--- start ---
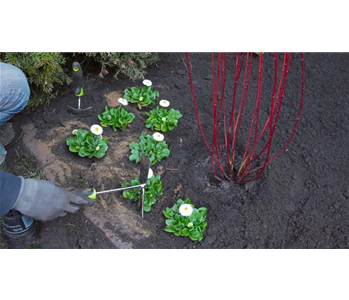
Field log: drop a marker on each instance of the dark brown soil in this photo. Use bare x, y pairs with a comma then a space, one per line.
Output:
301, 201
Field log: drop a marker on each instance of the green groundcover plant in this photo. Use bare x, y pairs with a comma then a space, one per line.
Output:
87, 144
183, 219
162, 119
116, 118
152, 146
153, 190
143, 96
--- end ---
--- start ---
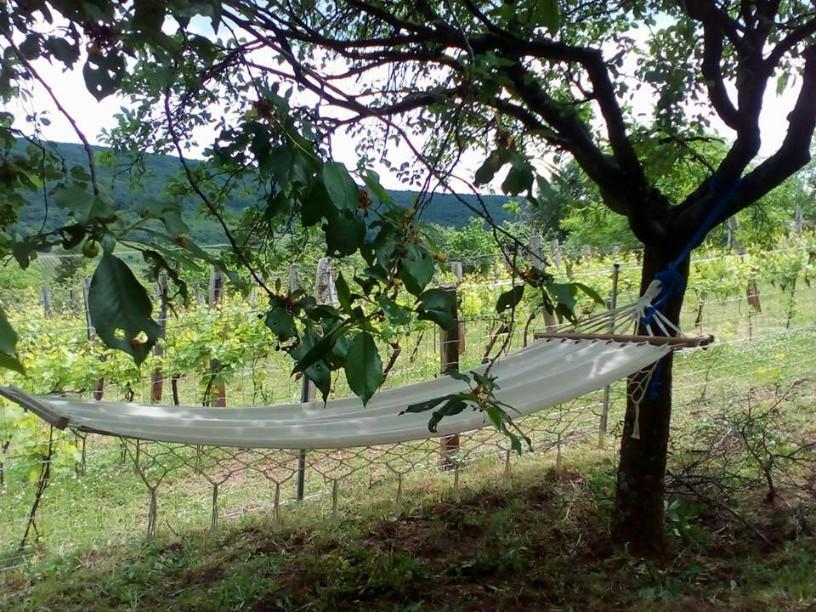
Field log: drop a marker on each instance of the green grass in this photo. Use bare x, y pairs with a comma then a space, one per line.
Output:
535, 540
--- end ---
Tally the lines in the rows above that contain the string "bare", with case counting. How many are there? Reply with the number alone.

Task result
3